_To be done_
Rewrite the data below with "fence post" swapped for "patio railing" and everything else unchanged. Leave the picture out of your answer.

_Task material_
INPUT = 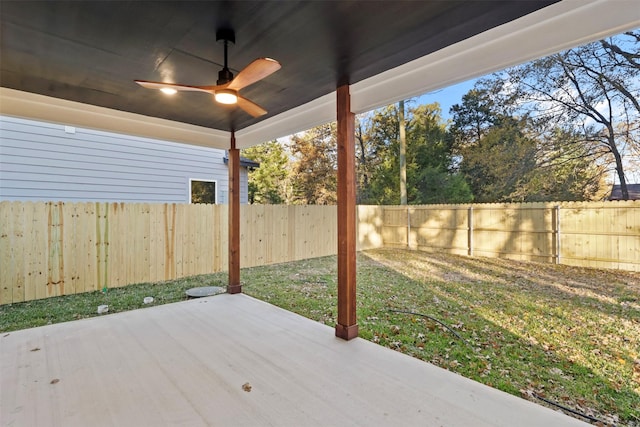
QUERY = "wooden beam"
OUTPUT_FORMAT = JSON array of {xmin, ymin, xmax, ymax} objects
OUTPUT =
[
  {"xmin": 336, "ymin": 85, "xmax": 358, "ymax": 340},
  {"xmin": 227, "ymin": 131, "xmax": 242, "ymax": 294}
]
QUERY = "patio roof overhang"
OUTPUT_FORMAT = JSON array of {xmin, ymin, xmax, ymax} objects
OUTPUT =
[{"xmin": 0, "ymin": 0, "xmax": 640, "ymax": 149}]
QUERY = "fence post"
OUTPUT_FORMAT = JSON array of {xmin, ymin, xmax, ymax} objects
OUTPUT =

_Written answer_
INPUT = 
QUERY = "wooden beam"
OUTPUT_FORMAT = JSON array of {xmin, ymin, xmax, ymax} objects
OUTPUT =
[
  {"xmin": 336, "ymin": 85, "xmax": 358, "ymax": 340},
  {"xmin": 227, "ymin": 131, "xmax": 242, "ymax": 294}
]
QUERY = "patio roof overhang"
OUTPUT_FORMAT = JSON array of {xmin, ymin, xmax, ymax} objects
OUTPUT =
[{"xmin": 0, "ymin": 0, "xmax": 640, "ymax": 149}]
QUERY = "patio railing"
OUTPUT_FORMAT = JSON array of {xmin, ymin, xmax, ymax} objects
OUTPUT =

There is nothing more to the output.